GIVEN REQUEST A = According to the inspection report passage, by the end of which year had the licensee completed mitigation for each of the Unit 2 pressurizer nozzle DMBWs?

====== DOCUMENT PASSAGE ======

Section 03.03 of TI-172 - Weld Overlays. The inspectors conducted a review under this Section for Unit 2 to determine if weld overlays were performed consistent with ASME Code requirements and NRC relief requests. The inspectors reviewed records of the weld overlay repairs on weld 2-PRZ-21. This review included:

  • welding procedure specifications, procedure qualifications, welder qualifications;
  • NRC relief request; and
  • deficiencies identified in the corrective action program.

Section 03.04 of TI-172 - Mechanical Stress Improvement. This section was completed for Unit 1 and 2. The licensee had not implemented mechanical stress improvement for DMBWs and no plans existed to implement this weld remediation technique.

Section 03.05 of TI-172 - Inservice Inspection Program. The inspectors had previously completed this review for Unit 1 and Unit 2.

b. Observations Summary: DC Cook Unit 2 is a Westinghouse 4 loop design with DMBWs containing 82/182 material on 6 pressurizer nozzle welds. Unlike Unit 1, the Unit 2 RV nozzle welds are stainless steel material and therefore not within the scope of MRP-139. By the end of 2006, the licensee had completed mitigation for each of the Unit 2 pressurizer nozzle DMBWs by installation of a full structural weld overlay that included an Electric Power Research Institute (EPRI) performance demonstration initiative (PDI) qualified UT preservice examination for the required weld volume.

For Unit 2, the inspectors concluded that the licensee activities and plans complied with the MRP-139 inspection or mitigation requirements and applicable Code requirements and relief requests. No deviations from MRP-139 requirements were identified for Unit 2.

In accordance with requirements of TI 2515/172, Revision 0, the inspectors evaluated and answered the following questions:

(1) Licensees Implementation of the MRP-139 Baseline Inspections

Have the baseline inspections been performed or are they scheduled to be performed in accordance with MRP-139 guidance? Were the baseline inspections of the pressurizer temperature DMBWs of the nine plants listed in 03.01.b completed during the spring 2008 outages?

Previously addressed (reference IR 05000315/2008003; 05000316/2008003).

Is the licensee planning to take any deviations from the MRP-139 baseline inspection requirements of MRP-139? If so, what deviations are planned, what is the general basis for the deviation, and was the NEI- 03-08 process for filing a deviation followed?

No. The inspectors did not identify any deviations from MRP-139 and the licensee had not planned on any deviations from MRP-139 for either Unit.

======

GIVEN REQUEST B = Can you arrange the stretch of the records from the line containing "Target: tan upholstered chair" through the line containing "(1140, 448)" as a Markdown table with columns n and Line, giving each row a number and leaving out blank lines?

====== MATERIAL SHOWN ======

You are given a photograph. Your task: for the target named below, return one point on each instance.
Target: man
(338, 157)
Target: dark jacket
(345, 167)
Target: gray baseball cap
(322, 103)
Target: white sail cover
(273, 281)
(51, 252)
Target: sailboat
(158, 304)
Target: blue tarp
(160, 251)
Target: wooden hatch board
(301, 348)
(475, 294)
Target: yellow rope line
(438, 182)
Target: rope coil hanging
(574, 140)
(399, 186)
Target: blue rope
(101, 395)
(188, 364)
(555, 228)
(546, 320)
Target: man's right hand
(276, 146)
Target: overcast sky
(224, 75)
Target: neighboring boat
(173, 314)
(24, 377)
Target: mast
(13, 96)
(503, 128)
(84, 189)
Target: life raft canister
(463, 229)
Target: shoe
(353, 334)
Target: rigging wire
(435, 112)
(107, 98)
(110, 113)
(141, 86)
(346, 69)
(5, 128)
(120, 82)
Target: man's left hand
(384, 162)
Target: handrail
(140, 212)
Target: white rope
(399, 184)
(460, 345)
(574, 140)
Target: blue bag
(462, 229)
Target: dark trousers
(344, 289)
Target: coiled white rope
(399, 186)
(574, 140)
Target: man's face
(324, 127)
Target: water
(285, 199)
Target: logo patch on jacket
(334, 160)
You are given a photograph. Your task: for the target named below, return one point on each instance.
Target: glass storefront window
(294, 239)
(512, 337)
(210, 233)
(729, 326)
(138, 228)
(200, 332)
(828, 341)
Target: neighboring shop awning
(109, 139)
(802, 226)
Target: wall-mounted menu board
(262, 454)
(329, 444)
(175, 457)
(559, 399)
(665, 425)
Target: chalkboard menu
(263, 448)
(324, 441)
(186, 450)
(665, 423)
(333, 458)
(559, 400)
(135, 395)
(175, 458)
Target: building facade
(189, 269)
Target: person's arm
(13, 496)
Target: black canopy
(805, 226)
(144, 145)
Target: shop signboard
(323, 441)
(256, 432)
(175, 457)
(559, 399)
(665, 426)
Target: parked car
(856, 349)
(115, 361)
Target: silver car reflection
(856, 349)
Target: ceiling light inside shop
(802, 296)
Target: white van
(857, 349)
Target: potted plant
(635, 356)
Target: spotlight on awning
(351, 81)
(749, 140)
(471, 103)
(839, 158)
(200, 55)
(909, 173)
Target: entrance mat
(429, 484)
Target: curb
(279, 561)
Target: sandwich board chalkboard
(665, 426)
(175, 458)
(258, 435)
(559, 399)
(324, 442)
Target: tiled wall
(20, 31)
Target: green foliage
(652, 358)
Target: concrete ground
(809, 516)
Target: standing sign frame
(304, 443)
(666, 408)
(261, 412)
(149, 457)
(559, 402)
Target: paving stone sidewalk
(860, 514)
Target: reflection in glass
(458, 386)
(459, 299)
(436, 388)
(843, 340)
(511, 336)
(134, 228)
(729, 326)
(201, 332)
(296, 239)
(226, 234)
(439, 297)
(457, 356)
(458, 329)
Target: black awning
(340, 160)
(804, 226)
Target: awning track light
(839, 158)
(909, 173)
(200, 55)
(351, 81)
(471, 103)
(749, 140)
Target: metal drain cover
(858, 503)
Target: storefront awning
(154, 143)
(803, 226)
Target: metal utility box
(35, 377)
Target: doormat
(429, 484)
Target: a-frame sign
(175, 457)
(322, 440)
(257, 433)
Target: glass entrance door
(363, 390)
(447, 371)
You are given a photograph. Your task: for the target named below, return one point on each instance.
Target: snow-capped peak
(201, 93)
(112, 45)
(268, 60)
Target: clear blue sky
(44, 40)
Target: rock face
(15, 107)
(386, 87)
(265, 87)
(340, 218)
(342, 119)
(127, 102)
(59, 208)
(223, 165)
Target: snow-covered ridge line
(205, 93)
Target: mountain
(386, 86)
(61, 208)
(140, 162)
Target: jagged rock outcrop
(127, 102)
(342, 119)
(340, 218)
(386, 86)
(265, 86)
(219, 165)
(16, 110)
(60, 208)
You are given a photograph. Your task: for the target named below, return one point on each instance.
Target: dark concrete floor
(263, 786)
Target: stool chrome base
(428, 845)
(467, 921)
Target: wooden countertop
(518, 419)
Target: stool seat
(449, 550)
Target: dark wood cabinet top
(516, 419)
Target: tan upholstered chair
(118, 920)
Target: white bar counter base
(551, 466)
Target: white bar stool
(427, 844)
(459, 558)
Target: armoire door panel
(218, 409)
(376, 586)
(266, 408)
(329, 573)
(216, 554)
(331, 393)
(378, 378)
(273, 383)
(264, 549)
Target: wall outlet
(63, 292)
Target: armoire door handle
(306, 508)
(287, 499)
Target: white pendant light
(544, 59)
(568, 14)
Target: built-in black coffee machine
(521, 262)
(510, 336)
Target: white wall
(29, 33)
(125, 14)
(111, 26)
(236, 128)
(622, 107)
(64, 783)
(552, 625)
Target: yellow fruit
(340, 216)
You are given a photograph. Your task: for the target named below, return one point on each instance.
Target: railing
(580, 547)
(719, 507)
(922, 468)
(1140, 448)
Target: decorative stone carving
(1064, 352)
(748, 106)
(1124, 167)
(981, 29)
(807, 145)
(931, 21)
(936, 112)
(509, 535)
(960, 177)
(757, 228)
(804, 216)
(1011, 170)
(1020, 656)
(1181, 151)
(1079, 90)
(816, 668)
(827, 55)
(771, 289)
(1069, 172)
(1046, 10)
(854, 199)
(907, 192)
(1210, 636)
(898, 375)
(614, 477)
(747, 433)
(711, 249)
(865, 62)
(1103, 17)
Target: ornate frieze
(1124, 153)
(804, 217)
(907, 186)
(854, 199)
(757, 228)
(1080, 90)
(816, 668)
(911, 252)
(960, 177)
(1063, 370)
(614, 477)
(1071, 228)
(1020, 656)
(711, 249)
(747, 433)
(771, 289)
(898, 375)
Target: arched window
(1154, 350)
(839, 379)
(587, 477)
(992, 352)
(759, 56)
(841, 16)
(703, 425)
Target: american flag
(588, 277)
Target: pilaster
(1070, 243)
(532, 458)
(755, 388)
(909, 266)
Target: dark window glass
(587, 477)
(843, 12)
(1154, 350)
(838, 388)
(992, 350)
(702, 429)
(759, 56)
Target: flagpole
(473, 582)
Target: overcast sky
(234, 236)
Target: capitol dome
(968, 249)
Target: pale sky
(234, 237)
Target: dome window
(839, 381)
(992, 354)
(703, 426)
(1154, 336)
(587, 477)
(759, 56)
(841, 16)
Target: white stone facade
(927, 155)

======

EXPECTED ANSWER A = 2006

EXPECTED ANSWER B =
| n | Line |
|---|---|
| 1 | Target: tan upholstered chair |
| 2 | (118, 920) |
| 3 | Target: white bar counter base |
| 4 | (551, 466) |
| 5 | Target: white bar stool |
| 6 | (427, 844) |
| 7 | (459, 558) |
| 8 | Target: armoire door panel |
| 9 | (218, 409) |
| 10 | (376, 586) |
| 11 | (266, 408) |
| 12 | (329, 573) |
| 13 | (216, 554) |
| 14 | (331, 393) |
| 15 | (378, 378) |
| 16 | (273, 383) |
| 17 | (264, 549) |
| 18 | Target: wall outlet |
| 19 | (63, 292) |
| 20 | Target: armoire door handle |
| 21 | (306, 508) |
| 22 | (287, 499) |
| 23 | Target: white pendant light |
| 24 | (544, 59) |
| 25 | (568, 14) |
| 26 | Target: built-in black coffee machine |
| 27 | (521, 262) |
| 28 | (510, 336) |
| 29 | Target: white wall |
| 30 | (29, 33) |
| 31 | (125, 14) |
| 32 | (111, 26) |
| 33 | (236, 128) |
| 34 | (622, 107) |
| 35 | (64, 783) |
| 36 | (552, 625) |
| 37 | Target: yellow fruit |
| 38 | (340, 216) |
| 39 | You are given a photograph. Your task: for the target named below, return one point on each instance. |
| 40 | Target: railing |
| 41 | (580, 547) |
| 42 | (719, 507) |
| 43 | (922, 468) |
| 44 | (1140, 448) |